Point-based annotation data
··········
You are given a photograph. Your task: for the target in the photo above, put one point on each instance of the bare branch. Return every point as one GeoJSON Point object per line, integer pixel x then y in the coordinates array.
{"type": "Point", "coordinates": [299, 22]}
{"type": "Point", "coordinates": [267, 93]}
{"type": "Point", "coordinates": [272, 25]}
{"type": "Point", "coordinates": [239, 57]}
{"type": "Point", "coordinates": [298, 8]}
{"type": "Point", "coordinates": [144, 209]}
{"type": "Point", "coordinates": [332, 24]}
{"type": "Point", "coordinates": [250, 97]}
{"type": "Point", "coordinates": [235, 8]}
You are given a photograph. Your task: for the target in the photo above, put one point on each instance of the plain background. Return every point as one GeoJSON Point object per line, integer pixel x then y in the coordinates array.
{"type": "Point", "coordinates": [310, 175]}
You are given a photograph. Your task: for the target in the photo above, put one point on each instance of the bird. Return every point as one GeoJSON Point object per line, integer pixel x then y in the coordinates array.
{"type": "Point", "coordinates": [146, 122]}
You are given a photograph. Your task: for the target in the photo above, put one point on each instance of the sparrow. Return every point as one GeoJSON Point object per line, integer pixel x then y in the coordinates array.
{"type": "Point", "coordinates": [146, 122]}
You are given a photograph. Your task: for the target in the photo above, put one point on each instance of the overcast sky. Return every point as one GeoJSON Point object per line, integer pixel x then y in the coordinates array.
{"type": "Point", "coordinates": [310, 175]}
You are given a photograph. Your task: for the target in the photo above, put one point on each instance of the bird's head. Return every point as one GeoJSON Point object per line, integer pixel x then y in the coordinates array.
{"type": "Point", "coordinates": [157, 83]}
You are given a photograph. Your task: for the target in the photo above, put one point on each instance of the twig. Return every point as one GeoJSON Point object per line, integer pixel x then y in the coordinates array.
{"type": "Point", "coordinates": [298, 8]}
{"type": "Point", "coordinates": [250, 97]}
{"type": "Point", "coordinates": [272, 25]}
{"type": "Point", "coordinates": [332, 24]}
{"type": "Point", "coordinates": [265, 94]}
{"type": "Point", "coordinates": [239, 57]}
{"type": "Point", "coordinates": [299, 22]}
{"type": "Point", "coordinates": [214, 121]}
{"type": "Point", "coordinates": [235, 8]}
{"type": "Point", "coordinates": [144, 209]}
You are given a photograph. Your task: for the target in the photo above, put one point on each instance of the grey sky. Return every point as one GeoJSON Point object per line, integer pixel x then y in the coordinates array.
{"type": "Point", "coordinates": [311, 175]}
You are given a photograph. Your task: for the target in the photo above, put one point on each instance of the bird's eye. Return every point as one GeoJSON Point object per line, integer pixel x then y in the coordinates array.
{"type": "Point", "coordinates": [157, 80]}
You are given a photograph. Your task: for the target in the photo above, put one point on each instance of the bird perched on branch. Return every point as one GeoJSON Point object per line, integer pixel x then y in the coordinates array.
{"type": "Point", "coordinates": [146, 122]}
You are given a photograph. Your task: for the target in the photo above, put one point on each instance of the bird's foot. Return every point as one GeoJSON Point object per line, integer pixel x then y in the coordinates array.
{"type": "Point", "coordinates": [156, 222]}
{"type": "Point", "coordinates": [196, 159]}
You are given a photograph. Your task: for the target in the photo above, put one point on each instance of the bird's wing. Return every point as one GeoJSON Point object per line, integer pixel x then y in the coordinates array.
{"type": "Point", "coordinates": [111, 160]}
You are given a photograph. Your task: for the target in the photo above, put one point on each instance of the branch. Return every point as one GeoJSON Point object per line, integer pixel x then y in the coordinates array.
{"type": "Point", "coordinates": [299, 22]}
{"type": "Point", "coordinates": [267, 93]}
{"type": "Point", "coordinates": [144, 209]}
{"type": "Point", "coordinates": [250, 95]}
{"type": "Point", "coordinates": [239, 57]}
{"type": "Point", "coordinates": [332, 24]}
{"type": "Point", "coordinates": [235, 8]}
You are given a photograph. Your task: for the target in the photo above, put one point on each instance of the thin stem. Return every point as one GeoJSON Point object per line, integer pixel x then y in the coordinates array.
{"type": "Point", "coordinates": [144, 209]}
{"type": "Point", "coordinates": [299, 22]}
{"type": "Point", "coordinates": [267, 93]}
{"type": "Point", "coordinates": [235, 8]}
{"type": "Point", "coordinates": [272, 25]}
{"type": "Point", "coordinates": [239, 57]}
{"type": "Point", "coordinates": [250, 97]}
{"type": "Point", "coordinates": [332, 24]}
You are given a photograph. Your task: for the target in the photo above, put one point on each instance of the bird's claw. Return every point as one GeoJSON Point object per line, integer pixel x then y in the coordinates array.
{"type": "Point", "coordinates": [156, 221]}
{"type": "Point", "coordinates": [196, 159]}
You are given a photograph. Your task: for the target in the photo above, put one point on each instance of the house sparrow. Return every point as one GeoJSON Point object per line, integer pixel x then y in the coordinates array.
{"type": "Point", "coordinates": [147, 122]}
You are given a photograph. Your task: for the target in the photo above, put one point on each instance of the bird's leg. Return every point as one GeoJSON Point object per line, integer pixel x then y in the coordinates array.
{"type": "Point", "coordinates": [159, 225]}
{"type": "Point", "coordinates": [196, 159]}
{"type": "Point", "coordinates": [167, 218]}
··········
■ **Task to complete**
Copy out each line exactly as written.

■ **Exercise output**
You are given a photograph. Your task: for the target in the photo above, put one point on each instance of the bare branch. Return every point as one GeoJSON Point object per line, integer pixel x then y in the coordinates array.
{"type": "Point", "coordinates": [299, 22]}
{"type": "Point", "coordinates": [267, 93]}
{"type": "Point", "coordinates": [272, 25]}
{"type": "Point", "coordinates": [239, 57]}
{"type": "Point", "coordinates": [298, 8]}
{"type": "Point", "coordinates": [144, 209]}
{"type": "Point", "coordinates": [332, 24]}
{"type": "Point", "coordinates": [250, 97]}
{"type": "Point", "coordinates": [235, 8]}
You are given a photograph. Your task: for the target in the photo above, put one point on each instance of the plain background. Return every point as one GeoJSON Point object per line, integer pixel x then y in the coordinates array.
{"type": "Point", "coordinates": [310, 175]}
You are given a photograph. Your task: for the target in the photo above, put one point on each instance of the bird. Return every point as one GeoJSON Point object per line, integer pixel x then y in the coordinates array.
{"type": "Point", "coordinates": [146, 122]}
You are given a photograph. Your task: for the target in the photo above, put one point on each instance of the sparrow. Return every point as one GeoJSON Point object per line, integer pixel x then y in the coordinates array.
{"type": "Point", "coordinates": [146, 122]}
You are given a photograph. Your task: for the target in the photo above, put one point on each instance of the overcast sky. Return every point as one GeoJSON Point object per line, integer pixel x then y in the coordinates array.
{"type": "Point", "coordinates": [310, 175]}
You are given a photograph. Your task: for the target in the photo above, put one point on each instance of the bird's head. Return every point as one GeoJSON Point object per line, integer pixel x then y in the coordinates array.
{"type": "Point", "coordinates": [157, 83]}
You are given a photograph. Your task: for the target in the photo above, put one point on each instance of the twig. Return every point as one GeoJSON Point object per line, integer pixel x then y in the coordinates array.
{"type": "Point", "coordinates": [298, 8]}
{"type": "Point", "coordinates": [250, 97]}
{"type": "Point", "coordinates": [272, 25]}
{"type": "Point", "coordinates": [332, 24]}
{"type": "Point", "coordinates": [265, 94]}
{"type": "Point", "coordinates": [239, 57]}
{"type": "Point", "coordinates": [299, 22]}
{"type": "Point", "coordinates": [214, 121]}
{"type": "Point", "coordinates": [235, 8]}
{"type": "Point", "coordinates": [144, 209]}
You are given a photograph. Your task: for the target in the photo above, put one point on each instance of the grey sky. Return every point as one GeoJSON Point object per line, integer pixel x then y in the coordinates array.
{"type": "Point", "coordinates": [311, 175]}
You are given a photograph. Your task: for the target in the photo above, put one point on each instance of the bird's eye. Return every point as one GeoJSON Point object per line, integer pixel x then y in the coordinates array.
{"type": "Point", "coordinates": [157, 80]}
You are given a photograph. Your task: for the target in the photo above, put one point on each instance of the bird perched on branch. Return every point as one GeoJSON Point object per line, integer pixel x then y in the coordinates array.
{"type": "Point", "coordinates": [146, 122]}
You are given a photograph. Your task: for the target in the photo above, put one point on each instance of the bird's foot. Return every point as one GeoJSON Point object per line, integer pixel x then y in the coordinates array.
{"type": "Point", "coordinates": [156, 222]}
{"type": "Point", "coordinates": [196, 159]}
You are given a photograph. Your task: for the target in the photo above, put one point on each instance of the bird's wing. Return every point as one GeoJSON Point object per line, integer pixel x then y in the coordinates array.
{"type": "Point", "coordinates": [111, 160]}
You are given a photograph. Your task: for the target in the photo above, put one point on each instance of the branch. Return every point as one GeoJSON Point object per line, integer pixel x then y in the coordinates array.
{"type": "Point", "coordinates": [299, 22]}
{"type": "Point", "coordinates": [267, 93]}
{"type": "Point", "coordinates": [144, 209]}
{"type": "Point", "coordinates": [250, 95]}
{"type": "Point", "coordinates": [239, 57]}
{"type": "Point", "coordinates": [332, 24]}
{"type": "Point", "coordinates": [235, 8]}
You are given a photograph. Your task: for the target in the photo above, put one point on each instance of the thin stem. Return every point as one GeoJSON Point object per line, integer pixel x then y in the coordinates array.
{"type": "Point", "coordinates": [144, 209]}
{"type": "Point", "coordinates": [299, 22]}
{"type": "Point", "coordinates": [267, 93]}
{"type": "Point", "coordinates": [235, 8]}
{"type": "Point", "coordinates": [272, 25]}
{"type": "Point", "coordinates": [239, 57]}
{"type": "Point", "coordinates": [250, 97]}
{"type": "Point", "coordinates": [332, 24]}
You are given a photograph. Your task: for the target in the photo above, put one point on each instance of the bird's claw. Return every point as one GeoJSON Point object per line, integer pixel x then y in the coordinates array.
{"type": "Point", "coordinates": [156, 221]}
{"type": "Point", "coordinates": [196, 159]}
You are given a photograph. Your task: for the target in the photo above, put one point on each instance of the house sparrow. Return every point as one GeoJSON Point object per line, integer pixel x then y in the coordinates array.
{"type": "Point", "coordinates": [147, 122]}
You are given a photograph. Your task: for the target in the photo above, put one point on each instance of the bird's leg. Return every point as one GeoJSON Point object per line, integer pixel x then y in the coordinates array.
{"type": "Point", "coordinates": [159, 225]}
{"type": "Point", "coordinates": [196, 159]}
{"type": "Point", "coordinates": [167, 218]}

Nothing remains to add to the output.